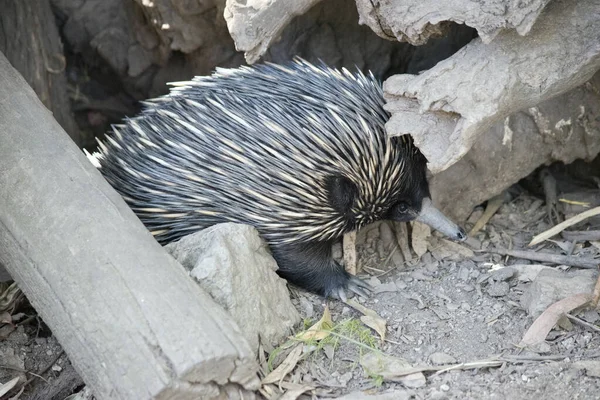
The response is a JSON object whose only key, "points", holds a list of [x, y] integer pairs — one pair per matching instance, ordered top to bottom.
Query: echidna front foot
{"points": [[311, 267]]}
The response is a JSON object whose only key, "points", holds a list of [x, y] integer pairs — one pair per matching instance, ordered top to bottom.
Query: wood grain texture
{"points": [[134, 325]]}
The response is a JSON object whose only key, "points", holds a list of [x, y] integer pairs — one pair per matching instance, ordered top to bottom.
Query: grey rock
{"points": [[386, 235], [231, 262], [502, 274], [552, 285], [498, 289]]}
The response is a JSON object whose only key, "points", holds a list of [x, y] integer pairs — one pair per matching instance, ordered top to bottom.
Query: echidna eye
{"points": [[402, 207]]}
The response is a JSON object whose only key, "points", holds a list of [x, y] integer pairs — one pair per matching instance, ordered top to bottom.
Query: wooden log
{"points": [[29, 39], [134, 325]]}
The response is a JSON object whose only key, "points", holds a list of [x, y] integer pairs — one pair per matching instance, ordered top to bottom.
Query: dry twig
{"points": [[564, 225], [579, 262]]}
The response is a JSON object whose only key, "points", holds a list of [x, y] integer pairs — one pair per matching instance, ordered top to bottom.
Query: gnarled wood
{"points": [[134, 325]]}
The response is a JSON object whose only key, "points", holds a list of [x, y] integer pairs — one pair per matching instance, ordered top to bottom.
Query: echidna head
{"points": [[405, 197], [414, 202]]}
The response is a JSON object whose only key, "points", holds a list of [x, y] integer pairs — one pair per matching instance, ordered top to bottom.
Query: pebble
{"points": [[373, 234], [386, 235], [381, 251], [397, 258], [463, 273], [502, 274], [420, 276], [374, 281], [400, 284], [386, 287], [468, 288], [498, 289], [591, 316], [440, 358], [437, 395]]}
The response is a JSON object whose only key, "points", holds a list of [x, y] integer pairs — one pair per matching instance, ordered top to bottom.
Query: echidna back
{"points": [[255, 145]]}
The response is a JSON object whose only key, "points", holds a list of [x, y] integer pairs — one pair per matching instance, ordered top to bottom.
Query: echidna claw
{"points": [[354, 285]]}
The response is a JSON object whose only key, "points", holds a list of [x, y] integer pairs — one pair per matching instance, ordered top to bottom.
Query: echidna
{"points": [[298, 151]]}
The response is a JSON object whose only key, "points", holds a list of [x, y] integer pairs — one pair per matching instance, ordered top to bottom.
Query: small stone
{"points": [[373, 234], [386, 235], [381, 251], [397, 259], [432, 267], [463, 273], [502, 274], [420, 276], [374, 281], [400, 284], [552, 285], [386, 287], [468, 288], [498, 289], [591, 316], [329, 351], [441, 359], [591, 367], [345, 378], [437, 395]]}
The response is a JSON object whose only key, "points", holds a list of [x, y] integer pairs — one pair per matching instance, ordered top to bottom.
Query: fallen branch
{"points": [[493, 205], [564, 225], [581, 236], [578, 262], [582, 322], [543, 324]]}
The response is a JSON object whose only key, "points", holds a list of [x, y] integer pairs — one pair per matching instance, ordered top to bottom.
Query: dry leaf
{"points": [[420, 233], [370, 318], [540, 328], [319, 330], [285, 367], [390, 368], [413, 381], [8, 386]]}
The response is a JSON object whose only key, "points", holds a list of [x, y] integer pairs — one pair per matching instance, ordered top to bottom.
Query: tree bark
{"points": [[134, 325]]}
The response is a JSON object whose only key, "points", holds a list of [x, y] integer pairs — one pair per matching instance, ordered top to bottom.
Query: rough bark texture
{"points": [[416, 21], [255, 25], [29, 39], [448, 106], [561, 129], [133, 323]]}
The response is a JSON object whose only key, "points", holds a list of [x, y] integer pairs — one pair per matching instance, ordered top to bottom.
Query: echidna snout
{"points": [[298, 151]]}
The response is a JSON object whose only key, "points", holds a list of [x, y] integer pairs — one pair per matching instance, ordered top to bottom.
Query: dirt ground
{"points": [[444, 308]]}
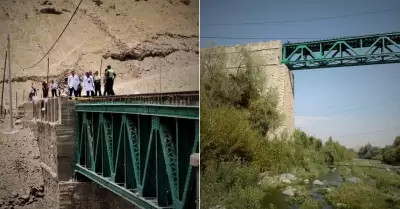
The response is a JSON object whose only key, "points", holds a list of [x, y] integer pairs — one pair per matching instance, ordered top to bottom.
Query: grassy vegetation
{"points": [[237, 115], [389, 154]]}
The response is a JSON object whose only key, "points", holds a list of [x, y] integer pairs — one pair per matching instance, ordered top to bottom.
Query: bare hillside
{"points": [[140, 39]]}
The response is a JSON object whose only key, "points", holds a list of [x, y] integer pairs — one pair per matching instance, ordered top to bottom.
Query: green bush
{"points": [[236, 119]]}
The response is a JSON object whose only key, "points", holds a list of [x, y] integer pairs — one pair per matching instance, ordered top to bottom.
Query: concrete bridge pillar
{"points": [[53, 122], [195, 161]]}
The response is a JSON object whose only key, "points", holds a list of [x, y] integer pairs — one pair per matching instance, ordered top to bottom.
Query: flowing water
{"points": [[275, 196]]}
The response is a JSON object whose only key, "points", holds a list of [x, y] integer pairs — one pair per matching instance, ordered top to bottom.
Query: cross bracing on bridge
{"points": [[341, 52], [138, 146]]}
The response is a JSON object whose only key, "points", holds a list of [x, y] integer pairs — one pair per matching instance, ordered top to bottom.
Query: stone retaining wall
{"points": [[267, 56], [53, 122]]}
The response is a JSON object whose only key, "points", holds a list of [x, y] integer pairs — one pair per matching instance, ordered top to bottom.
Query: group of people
{"points": [[91, 83], [75, 84]]}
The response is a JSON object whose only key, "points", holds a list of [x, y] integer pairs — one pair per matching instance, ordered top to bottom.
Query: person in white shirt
{"points": [[73, 82], [88, 84], [53, 88]]}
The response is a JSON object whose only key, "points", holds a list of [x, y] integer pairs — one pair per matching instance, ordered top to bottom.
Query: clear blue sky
{"points": [[354, 105]]}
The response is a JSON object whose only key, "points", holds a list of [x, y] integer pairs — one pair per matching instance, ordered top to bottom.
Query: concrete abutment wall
{"points": [[267, 56], [53, 122]]}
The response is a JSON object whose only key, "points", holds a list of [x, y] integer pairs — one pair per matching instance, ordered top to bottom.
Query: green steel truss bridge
{"points": [[341, 52], [139, 147]]}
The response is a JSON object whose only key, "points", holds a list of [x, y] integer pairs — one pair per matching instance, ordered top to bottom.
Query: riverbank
{"points": [[360, 184]]}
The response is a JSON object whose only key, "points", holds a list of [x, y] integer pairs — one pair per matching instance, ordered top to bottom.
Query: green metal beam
{"points": [[341, 52], [189, 112], [136, 156], [128, 195]]}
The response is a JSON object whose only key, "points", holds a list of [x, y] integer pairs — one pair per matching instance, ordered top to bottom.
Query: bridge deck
{"points": [[340, 52], [138, 146]]}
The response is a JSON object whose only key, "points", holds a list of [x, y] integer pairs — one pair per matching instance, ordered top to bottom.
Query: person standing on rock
{"points": [[110, 76], [91, 77], [73, 82], [97, 83], [88, 84], [54, 88], [45, 89], [79, 91], [32, 93]]}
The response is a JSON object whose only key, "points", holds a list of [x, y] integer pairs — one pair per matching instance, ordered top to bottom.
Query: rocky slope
{"points": [[143, 40]]}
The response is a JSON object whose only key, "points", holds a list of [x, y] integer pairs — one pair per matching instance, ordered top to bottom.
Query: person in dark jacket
{"points": [[110, 76], [97, 83], [45, 89]]}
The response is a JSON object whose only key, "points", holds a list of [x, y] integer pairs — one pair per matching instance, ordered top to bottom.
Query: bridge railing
{"points": [[48, 109], [139, 147]]}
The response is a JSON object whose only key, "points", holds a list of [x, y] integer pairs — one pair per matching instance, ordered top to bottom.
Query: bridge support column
{"points": [[53, 122], [194, 161]]}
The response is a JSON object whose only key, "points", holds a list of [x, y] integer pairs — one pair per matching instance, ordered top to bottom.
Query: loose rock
{"points": [[318, 182]]}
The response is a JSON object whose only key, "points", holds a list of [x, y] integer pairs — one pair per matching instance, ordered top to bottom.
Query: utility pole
{"points": [[101, 66], [48, 69], [160, 79], [4, 81], [10, 84]]}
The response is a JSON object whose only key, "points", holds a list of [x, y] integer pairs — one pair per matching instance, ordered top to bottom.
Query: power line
{"points": [[302, 20], [65, 28], [272, 38], [365, 107], [371, 132]]}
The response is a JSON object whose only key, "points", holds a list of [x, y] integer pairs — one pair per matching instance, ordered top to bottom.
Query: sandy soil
{"points": [[138, 38], [144, 40], [19, 164]]}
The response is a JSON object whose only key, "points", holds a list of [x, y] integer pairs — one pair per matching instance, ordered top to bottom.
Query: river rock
{"points": [[288, 176], [267, 180], [353, 180], [318, 182], [288, 193], [14, 194], [25, 197], [218, 207]]}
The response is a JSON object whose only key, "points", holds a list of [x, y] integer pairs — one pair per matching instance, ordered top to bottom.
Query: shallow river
{"points": [[275, 196]]}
++++++++++++++++++++
■ **Instructions for the task**: Would you transcribe exactly the lines from the one containing "Query: utility pole" to the end of the material, and leave out the rest?

■ **Problem solution**:
Query: utility pole
{"points": [[101, 66], [48, 69], [160, 79], [4, 81], [10, 84]]}
The response is a JSON object whose only key, "points", holds a list of [x, y] integer pairs — one pair per matching instance, ordered top to bottom.
Query: power line
{"points": [[302, 20], [65, 28], [272, 38], [365, 107], [371, 132]]}
The response is a JSON object whose only key, "points", holds a list of [x, y] integer pairs — one pair per matching instance, ordered top to bottom.
Query: sandy soil
{"points": [[138, 38], [144, 40], [19, 164]]}
The response is a JSON object whose only key, "points", holds a list of [x, y] integer pairs — one pair per matching instance, ordered top to bottom.
Query: river rock
{"points": [[288, 176], [267, 180], [353, 180], [318, 182], [288, 193], [14, 194], [25, 197], [218, 207]]}
The response is a JSON object whose only key, "points", holds a list of [x, y] integer pairs — one pair per matching instance, ordered top to bottom.
Query: shallow river
{"points": [[275, 196]]}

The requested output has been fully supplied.